§ Selected extract
— begin —

26. The test for release on licence is whether the Applicant’s continued confinement in prison is necessary for the protection of the public.

 

The rules relating to reconsideration of decisions

 

27. Under Rule 28(1) of the Parole Board Rules 2019 (as amended in 2022) a decision is eligible for reconsideration if (but only if) it is a decision that the prisoner is or is not suitable for release on licence.

 

28. Reconsideration will only be directed if one of more of the following three grounds is established:

(a)  It contains an error of law or

(b)  It is irrational or

(c)  It is procedurally unfair.

 

29. A decision that a prisoner is or is not suitable for release on licence is eligible for reconsideration whether it is made by

(a) A paper panel (Rule 19(1)(a) or (b)) or

(b) An oral hearing panel after an oral hearing, as in this case, (Rule 25(1)) or

(c) (c) An oral hearing panel which makes the decision on the papers (Rule 21(7)).

 

30. The panel’s decision in this case not to direct release on licence is thus eligible for

reconsideration.

 

The test for irrationality

 

31. In R (DSD and others) v the Parole Board [2018] EWHC 694 (Admin) (the “Worboys case”), the Divisional Court set out the test for irrationality to be applied in judicial reviews of Parole Board decisions. It stated at paragraph 116 of its decision:

 

“The issue is whether the release decision was so outrageous in its defiance of logic or accepted moral standards that no sensible person who had applied his mind to the question to be decided could have arrived at it.”

 

32. This was the test which had been set out by Lord Diplock in CCSU v Minister for the Civil Service [1985] AC 374 and applies to all applications for judicial review.

 

33. The Administrative Court in DSD went on to indicate that, in deciding whether a decision of the Parole Board was irrational, due deference had to be given to the expertise of the Board in making decisions relating to parole.

 

34. The Parole Board, when deciding whether or not to direct a reconsideration, adopts the same high standard as the Divisional Court for establishing ‘irrationality’. The fact that Rule 28 uses the same adjective as is used in judicial review cases in the courts shows that the same test is to be applied. The application of this test to reconsideration applications has been confirmed in previous decisions under Rule 28: see, for example, Preston [2019] PBRA 1.

— end —

§ Source excerpt

— begin —

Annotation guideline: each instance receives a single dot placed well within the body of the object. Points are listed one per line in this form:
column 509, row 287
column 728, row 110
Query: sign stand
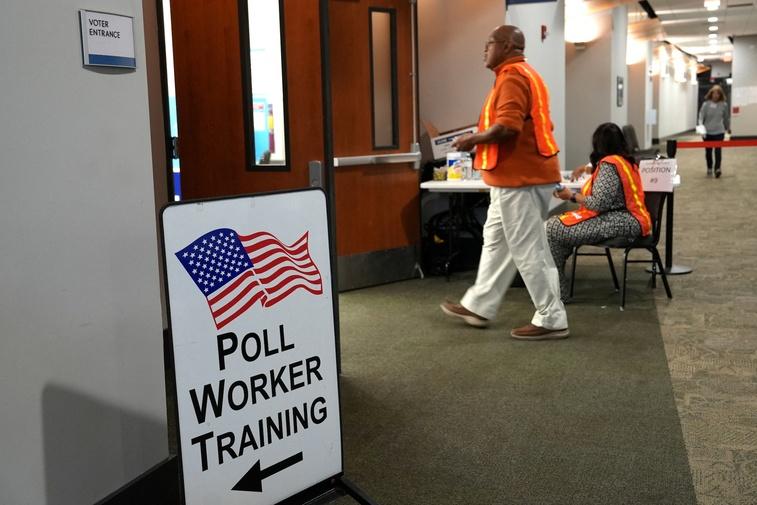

— end —

§ Instruction A
Answer each question below using the Parole Board excerpt above, one answer per line, marked (i), (ii), (iii) to match.
(i) Under which rule does a decision become eligible for reconsideration?
(ii) On what three grounds can reconsideration be directed?
(iii) Who set out the irrationality test in CCSU v Minister for the Civil Service [1985] AC 374?
§ Instruction B
Extend the Parole Board excerpt on reconsideration of release decisions, starting after its final sentence.

§ Task output A
(i) Rule 28(1) of the Parole Board Rules 2019 (as amended in 2022)
(ii) An error of law, irrationality, or procedural unfairness
(iii) Lord Diplock

§ Task output B
35. One situation which may give rise to a finding of irrationality is where the panel has given inadequate or indefensible reasons for its decision, or for its finding on a significant fact. The giving of adequate reasons is important because, if such reasons are given, they may expose any weakness in the panel’s route to its conclusions. If inadequate reasons are given the reconsideration panel (or the courts on an application for judicial review) will be left without the material to be satisfied that panel’s reasoning was defensible.

 

The test for procedural unfairness

 

36. Procedural unfairness means that there was some procedural impropriety or unfairness resulting in the proceedings being fundamentally flawed, and therefore producing a manifestly unfair, flawed or unjust result. These issues (which focus on how the decision was made) are entirely separate from the issue of irrationality which focuses on the actual decision.

 

37.   The kind of things which might amount to procedural unfairness include:

(a)        A failure to follow established procedures;

(b)        A failure to conduct the hearing fairly;

(c)         A failure to allow one party to put its case properly;

(d)        A failure properly to inform the prisoner of the case against him or her; and/or

(e)        Lack of impartiality.

 

38. The overriding objective in any consideration of a prisoner’s case is to ensure that the case is dealt with fairly.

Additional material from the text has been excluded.